- Task requirements: Give the entries again, word for word.

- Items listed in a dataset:
::::::::::
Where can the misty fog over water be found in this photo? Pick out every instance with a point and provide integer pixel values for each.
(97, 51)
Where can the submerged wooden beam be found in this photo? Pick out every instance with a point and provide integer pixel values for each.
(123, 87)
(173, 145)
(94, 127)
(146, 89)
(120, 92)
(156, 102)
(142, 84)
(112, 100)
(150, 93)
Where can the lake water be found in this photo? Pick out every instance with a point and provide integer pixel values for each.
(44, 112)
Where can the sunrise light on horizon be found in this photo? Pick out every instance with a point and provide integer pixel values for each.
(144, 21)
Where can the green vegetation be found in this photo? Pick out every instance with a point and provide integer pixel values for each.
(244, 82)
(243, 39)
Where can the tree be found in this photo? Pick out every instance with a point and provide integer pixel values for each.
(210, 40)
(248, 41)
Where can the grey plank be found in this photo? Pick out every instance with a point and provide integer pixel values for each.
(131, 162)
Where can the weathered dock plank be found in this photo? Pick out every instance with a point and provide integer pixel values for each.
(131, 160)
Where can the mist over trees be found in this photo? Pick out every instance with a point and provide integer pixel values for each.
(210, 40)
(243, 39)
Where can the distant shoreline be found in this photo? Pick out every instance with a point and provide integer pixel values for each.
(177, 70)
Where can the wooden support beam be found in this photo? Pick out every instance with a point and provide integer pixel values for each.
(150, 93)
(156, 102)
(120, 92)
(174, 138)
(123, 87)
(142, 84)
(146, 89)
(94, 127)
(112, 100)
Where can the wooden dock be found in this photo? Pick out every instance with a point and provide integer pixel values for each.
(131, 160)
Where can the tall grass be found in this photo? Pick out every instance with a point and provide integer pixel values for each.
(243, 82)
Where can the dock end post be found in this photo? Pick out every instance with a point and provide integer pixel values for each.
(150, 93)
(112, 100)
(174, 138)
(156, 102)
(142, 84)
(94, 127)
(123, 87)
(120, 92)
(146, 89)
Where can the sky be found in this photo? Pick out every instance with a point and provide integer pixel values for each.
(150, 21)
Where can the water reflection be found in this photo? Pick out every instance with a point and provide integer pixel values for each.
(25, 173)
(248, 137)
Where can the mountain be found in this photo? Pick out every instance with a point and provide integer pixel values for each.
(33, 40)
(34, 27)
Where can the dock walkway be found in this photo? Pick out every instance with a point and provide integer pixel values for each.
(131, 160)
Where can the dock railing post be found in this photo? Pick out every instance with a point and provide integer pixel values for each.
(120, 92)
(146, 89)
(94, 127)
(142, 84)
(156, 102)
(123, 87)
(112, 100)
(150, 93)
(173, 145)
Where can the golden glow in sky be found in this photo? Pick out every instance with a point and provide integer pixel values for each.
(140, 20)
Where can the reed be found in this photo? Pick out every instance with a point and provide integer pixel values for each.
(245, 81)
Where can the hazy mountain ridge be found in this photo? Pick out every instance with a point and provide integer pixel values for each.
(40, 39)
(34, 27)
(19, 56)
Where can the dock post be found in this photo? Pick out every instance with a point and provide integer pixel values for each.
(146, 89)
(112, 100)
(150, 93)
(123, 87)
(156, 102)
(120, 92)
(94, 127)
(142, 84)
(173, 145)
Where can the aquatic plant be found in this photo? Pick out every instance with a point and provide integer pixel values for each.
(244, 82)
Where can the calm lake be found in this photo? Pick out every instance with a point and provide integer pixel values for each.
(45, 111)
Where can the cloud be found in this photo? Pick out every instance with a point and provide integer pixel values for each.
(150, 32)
::::::::::
- Exercise response:
Where can the misty fog over water be found in this photo? Pick out every instance with a point and provide integer pixel values for each.
(97, 51)
Where can the submerged wooden beam be found in this photo? Pick out every instance with a point and provide integer pixel values for each.
(123, 87)
(173, 145)
(94, 127)
(146, 89)
(120, 92)
(156, 102)
(142, 84)
(112, 100)
(150, 93)
Where can the lake water be found in this photo? Pick out every instance with a point and provide integer pixel values for each.
(44, 112)
Where can the sunrise light on horizon be found in this photo? Pick out every instance with a point and provide integer pixel values for each.
(144, 21)
Where can the green vegetation be found in this photo? Pick out every instance with a point and provide integer pixel values for each.
(244, 82)
(243, 39)
Where can the tree be found in this photo? Pick out every instance with a point and provide integer pixel values for each.
(210, 40)
(248, 41)
Where can the grey plank be found in this photo? Pick out every instance with a point and provide integer pixel values for each.
(131, 162)
Where can the weathered dock plank be found in this photo? Pick out every instance with a point and provide integer pixel values for each.
(131, 160)
Where can the mist over trees be found in this photo? Pick out every instance with a point and provide integer pixel values for each.
(210, 40)
(243, 39)
Where can the distant shoreline be found in this photo? Pick out every instance with a point and provide integer pixel values for each.
(177, 70)
Where can the wooden support beam be found in this photo? Pick out every instance with a point and provide integer pixel values for each.
(150, 93)
(156, 102)
(120, 92)
(174, 138)
(123, 87)
(142, 84)
(146, 89)
(94, 127)
(112, 100)
Where can the wooden dock be found in this photo? Pick out every instance with a point and provide integer pixel values for each.
(131, 160)
Where can the tall grass be found in this photo? Pick out every instance with a point and provide integer pixel values for each.
(243, 82)
Where can the dock end post be found in this photo? Pick out every instance with a point and provide integer pixel values for each.
(150, 93)
(112, 100)
(174, 138)
(156, 102)
(142, 84)
(94, 127)
(123, 87)
(120, 92)
(146, 89)
Where can the sky be found in this photo? Pick out every instance with a point and provide integer pixel values for each.
(150, 21)
Where can the water reflection be found in this photo? Pick out every instance with a point and provide integer pixel values for each.
(25, 173)
(248, 137)
Where can the mountain be found in this photo? Pick out every instance with a point and provide integer pixel values for each.
(33, 40)
(34, 27)
Where can the dock walkway be found in this photo? Pick out every instance with a point and provide integer pixel values for each.
(131, 160)
Where can the dock railing post be found in this photo? Pick out every instance with a point and provide integer pixel values for each.
(120, 92)
(146, 89)
(94, 127)
(142, 84)
(156, 102)
(123, 87)
(112, 100)
(150, 93)
(173, 145)
Where can the golden glow in sky be found in this photo? Pick out every instance with a point and provide integer pixel values for each.
(140, 20)
Where can the reed be found in this photo? Pick out every instance with a point and provide integer pixel values for each.
(245, 81)
Where can the hazy mountain ridge be found in this photo? Pick out every instance with a point and provide integer pixel values for each.
(40, 39)
(34, 27)
(19, 56)
Where can the dock post be found in this photo? Pick out every instance with a point and provide integer pixel values for each.
(146, 89)
(112, 100)
(150, 93)
(123, 87)
(156, 102)
(120, 92)
(94, 127)
(142, 84)
(173, 145)
Where can the aquatic plant be found in this photo? Pick out every instance with a point and provide integer pixel values for each.
(244, 82)
Where can the calm lake be found in this photo? Pick out every instance with a point and provide integer pixel values for each.
(45, 111)
Where can the cloud be found in this photo? Pick out every instance with a point and provide integer pixel values for each.
(150, 32)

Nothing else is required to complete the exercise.